• _WHAT YOU HAVE TO DO_
Begin at the line containing "form: [[189, 175]]." in the entries below and end at the line containing "form: [[204, 130]]."; transcribe that range exactly and nothing outside it.

*** Opening DATASET CONTENT ***

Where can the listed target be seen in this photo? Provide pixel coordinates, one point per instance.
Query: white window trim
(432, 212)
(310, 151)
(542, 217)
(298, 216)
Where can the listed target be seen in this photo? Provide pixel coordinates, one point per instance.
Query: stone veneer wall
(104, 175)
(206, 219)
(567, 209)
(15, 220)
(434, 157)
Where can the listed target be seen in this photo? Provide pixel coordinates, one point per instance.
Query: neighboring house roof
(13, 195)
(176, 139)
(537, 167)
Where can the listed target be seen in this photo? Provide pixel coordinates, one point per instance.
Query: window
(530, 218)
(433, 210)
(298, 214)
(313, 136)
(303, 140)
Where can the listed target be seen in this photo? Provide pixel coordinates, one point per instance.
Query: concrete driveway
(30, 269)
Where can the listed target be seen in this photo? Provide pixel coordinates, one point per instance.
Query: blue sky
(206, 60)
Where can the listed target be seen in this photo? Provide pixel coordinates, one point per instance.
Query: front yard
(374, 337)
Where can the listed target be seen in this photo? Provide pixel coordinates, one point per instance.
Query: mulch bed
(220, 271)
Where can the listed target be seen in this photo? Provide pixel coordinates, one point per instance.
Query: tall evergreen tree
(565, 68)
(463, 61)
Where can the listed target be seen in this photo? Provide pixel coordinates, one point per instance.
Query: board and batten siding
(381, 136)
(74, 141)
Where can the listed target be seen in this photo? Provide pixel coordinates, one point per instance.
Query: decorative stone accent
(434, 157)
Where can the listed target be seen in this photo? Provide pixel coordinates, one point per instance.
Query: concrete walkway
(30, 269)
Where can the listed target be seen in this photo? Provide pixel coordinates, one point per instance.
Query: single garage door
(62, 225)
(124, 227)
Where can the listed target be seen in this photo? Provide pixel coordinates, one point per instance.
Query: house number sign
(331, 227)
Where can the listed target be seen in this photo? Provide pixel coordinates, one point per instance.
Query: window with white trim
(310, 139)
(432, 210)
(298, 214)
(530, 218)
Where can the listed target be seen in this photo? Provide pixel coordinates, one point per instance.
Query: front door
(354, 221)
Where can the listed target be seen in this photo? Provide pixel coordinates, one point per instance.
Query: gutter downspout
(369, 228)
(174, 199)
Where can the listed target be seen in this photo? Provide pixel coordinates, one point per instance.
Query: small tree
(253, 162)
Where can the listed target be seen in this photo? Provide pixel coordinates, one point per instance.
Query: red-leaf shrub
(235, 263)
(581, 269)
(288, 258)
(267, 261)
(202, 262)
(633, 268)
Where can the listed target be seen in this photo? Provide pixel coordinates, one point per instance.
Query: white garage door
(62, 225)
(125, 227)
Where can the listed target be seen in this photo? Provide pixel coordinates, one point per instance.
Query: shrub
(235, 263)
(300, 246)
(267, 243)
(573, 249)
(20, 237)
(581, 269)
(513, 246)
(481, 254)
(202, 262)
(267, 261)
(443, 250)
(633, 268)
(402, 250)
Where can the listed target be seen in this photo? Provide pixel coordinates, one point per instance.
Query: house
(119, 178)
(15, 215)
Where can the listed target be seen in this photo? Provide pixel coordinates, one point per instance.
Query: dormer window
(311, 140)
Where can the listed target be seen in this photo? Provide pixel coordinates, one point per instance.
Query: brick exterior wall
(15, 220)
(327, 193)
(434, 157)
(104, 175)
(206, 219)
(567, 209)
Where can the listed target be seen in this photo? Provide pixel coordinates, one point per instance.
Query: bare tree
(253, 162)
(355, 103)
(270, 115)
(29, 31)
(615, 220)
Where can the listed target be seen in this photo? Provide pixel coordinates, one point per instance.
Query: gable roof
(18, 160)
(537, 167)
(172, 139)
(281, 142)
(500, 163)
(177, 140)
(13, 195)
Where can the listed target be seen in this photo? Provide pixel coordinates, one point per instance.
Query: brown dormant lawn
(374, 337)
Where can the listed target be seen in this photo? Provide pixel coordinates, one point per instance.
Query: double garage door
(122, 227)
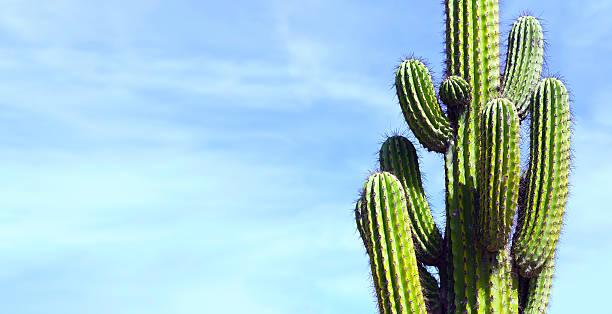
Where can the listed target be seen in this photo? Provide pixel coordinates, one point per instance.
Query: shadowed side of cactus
(481, 270)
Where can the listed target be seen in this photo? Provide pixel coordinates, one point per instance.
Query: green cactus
(485, 262)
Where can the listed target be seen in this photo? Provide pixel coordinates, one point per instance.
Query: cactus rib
(398, 156)
(523, 62)
(480, 269)
(499, 172)
(420, 107)
(539, 220)
(384, 219)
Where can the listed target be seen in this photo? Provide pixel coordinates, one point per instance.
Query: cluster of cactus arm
(487, 261)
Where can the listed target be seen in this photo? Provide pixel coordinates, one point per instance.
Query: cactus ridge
(523, 62)
(384, 219)
(480, 269)
(540, 218)
(420, 106)
(499, 172)
(398, 156)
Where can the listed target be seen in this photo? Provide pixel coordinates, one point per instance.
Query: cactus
(486, 262)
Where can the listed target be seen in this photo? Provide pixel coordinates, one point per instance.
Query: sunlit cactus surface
(497, 251)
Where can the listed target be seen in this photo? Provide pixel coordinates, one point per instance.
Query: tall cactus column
(480, 269)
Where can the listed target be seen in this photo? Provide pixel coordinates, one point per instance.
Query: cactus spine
(480, 269)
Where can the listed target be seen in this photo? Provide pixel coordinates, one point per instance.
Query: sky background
(204, 157)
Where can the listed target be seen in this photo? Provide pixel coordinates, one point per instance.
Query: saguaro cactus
(483, 265)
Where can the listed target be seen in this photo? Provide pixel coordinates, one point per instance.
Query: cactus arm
(431, 291)
(420, 107)
(472, 45)
(537, 289)
(539, 220)
(523, 62)
(385, 220)
(398, 156)
(499, 173)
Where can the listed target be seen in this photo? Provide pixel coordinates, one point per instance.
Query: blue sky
(203, 157)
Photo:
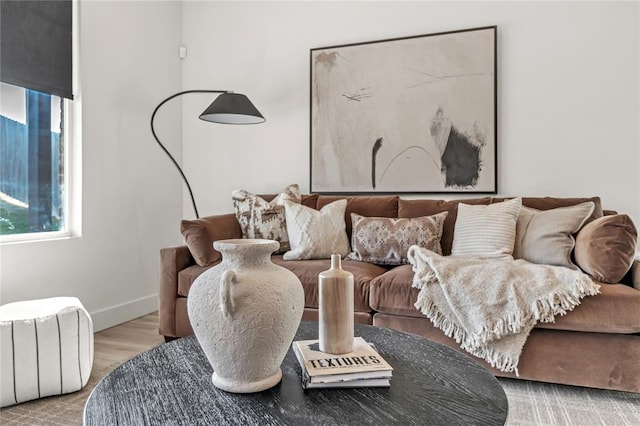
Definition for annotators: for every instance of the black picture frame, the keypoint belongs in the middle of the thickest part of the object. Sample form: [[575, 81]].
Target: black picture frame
[[406, 115]]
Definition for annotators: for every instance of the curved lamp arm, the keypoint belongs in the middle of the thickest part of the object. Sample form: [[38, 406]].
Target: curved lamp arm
[[230, 108]]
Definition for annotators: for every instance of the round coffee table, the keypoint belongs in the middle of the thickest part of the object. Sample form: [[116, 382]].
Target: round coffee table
[[431, 384]]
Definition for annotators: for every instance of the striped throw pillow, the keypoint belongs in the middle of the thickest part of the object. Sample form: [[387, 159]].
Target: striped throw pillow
[[488, 231]]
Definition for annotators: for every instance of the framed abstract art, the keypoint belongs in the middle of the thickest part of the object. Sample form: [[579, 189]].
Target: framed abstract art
[[406, 115]]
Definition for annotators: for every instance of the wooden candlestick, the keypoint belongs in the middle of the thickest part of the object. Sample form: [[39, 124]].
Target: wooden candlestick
[[335, 303]]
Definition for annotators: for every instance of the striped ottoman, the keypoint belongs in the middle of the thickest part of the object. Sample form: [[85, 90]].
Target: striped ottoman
[[46, 348]]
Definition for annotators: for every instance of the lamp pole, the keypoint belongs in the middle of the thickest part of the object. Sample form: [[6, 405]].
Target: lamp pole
[[228, 108]]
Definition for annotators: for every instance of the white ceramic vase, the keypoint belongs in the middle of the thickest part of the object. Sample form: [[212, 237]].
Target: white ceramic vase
[[245, 312]]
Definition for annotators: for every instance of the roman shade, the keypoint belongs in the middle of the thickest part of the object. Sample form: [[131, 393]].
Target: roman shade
[[36, 45]]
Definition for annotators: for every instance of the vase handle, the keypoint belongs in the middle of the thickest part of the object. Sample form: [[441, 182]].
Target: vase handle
[[226, 302]]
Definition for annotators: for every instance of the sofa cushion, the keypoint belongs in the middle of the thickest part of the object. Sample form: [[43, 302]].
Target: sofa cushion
[[606, 247], [316, 234], [417, 208], [488, 231], [199, 235], [392, 293], [385, 240], [376, 205], [307, 271], [548, 203], [546, 236], [615, 310], [187, 276], [259, 218]]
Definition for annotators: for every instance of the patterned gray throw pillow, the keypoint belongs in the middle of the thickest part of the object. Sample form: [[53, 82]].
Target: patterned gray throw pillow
[[259, 218], [385, 241]]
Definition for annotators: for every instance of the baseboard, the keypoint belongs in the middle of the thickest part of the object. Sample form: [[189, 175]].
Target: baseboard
[[114, 315]]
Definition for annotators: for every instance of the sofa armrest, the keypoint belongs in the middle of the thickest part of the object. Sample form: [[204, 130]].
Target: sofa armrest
[[635, 274], [172, 261]]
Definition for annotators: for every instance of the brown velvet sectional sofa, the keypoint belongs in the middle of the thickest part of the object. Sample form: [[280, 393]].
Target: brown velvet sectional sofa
[[596, 345]]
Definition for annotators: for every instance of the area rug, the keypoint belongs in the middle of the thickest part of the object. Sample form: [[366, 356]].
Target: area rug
[[62, 410], [542, 404], [530, 404]]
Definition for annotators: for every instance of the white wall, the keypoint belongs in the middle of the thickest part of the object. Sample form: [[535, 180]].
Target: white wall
[[128, 64], [568, 90], [568, 120]]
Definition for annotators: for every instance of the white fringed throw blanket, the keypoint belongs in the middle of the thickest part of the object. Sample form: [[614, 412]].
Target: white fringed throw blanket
[[489, 306]]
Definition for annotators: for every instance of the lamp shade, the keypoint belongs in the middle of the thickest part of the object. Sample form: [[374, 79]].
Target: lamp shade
[[232, 108]]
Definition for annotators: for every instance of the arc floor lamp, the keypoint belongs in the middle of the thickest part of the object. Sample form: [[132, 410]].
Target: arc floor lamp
[[227, 108]]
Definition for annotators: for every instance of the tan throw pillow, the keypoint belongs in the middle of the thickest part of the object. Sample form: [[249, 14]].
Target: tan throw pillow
[[316, 234], [385, 241], [487, 231], [264, 219], [546, 236], [606, 247]]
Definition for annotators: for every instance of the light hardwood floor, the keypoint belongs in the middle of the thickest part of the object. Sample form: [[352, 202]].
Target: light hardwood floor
[[124, 341]]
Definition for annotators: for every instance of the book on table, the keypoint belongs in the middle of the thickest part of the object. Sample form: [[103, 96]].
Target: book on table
[[362, 367]]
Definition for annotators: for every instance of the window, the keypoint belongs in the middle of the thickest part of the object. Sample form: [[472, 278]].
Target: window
[[32, 162], [36, 74]]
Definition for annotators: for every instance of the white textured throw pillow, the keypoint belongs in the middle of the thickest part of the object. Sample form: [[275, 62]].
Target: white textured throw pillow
[[259, 218], [316, 234], [546, 236], [488, 231]]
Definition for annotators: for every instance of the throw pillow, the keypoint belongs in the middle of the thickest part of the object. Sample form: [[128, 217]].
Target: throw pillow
[[546, 236], [385, 241], [487, 231], [606, 247], [259, 218], [316, 234]]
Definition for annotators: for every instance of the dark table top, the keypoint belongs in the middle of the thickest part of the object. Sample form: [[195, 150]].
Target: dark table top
[[431, 385]]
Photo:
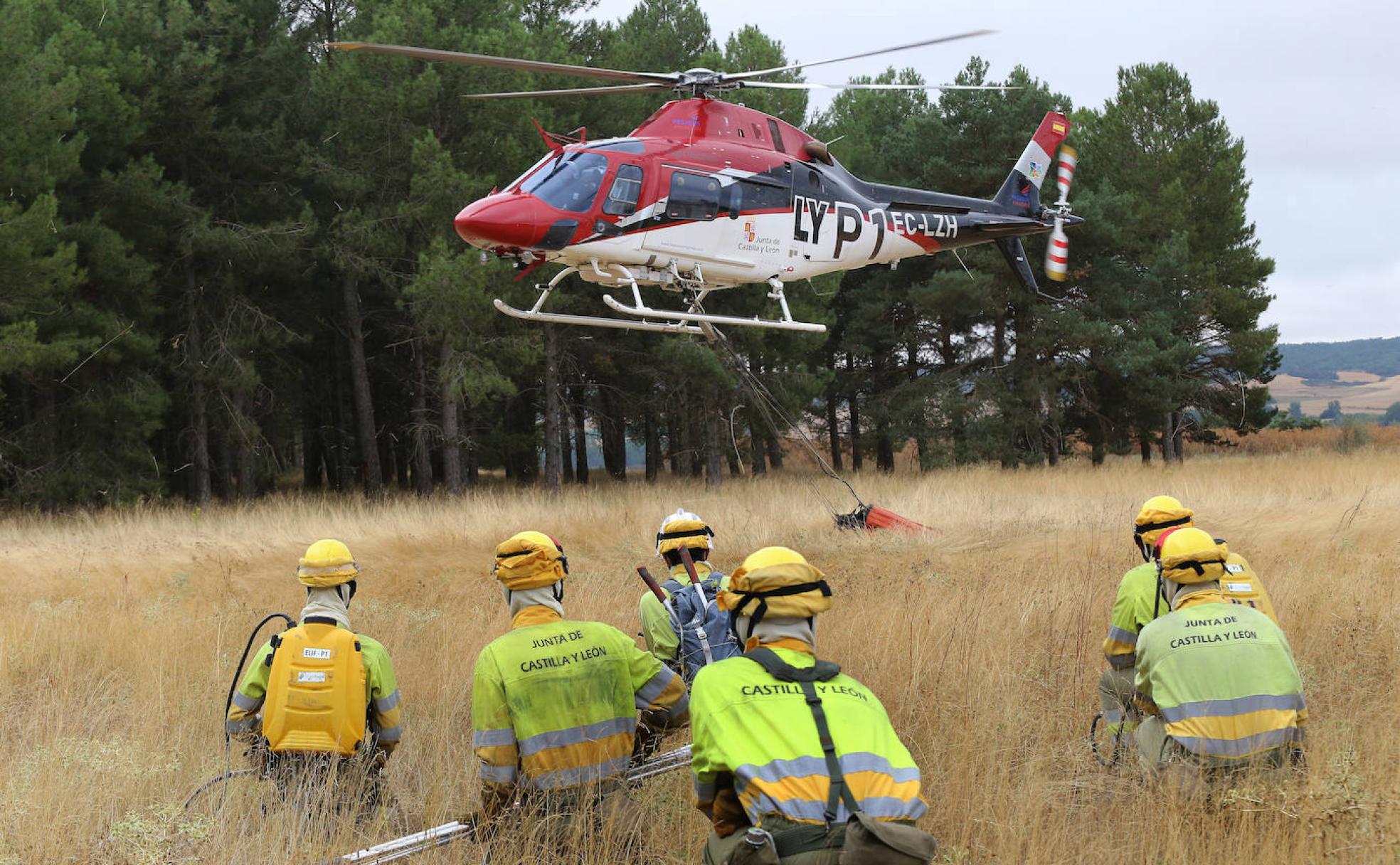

*** Closing DATASET CONTENT ***

• _SOLUTION FOR THIS TASK_
Definition for annotators: for every instance of the baseboard, the keypoint belongs in the middle of the thickest part of the object. Sample form: [[189, 175]].
Target: baseboard
[[114, 315]]
Definition for annotators: for every instance of the sofa armrest, the keypoint belongs in the middle of the thickest part of the object. Sample form: [[204, 130]].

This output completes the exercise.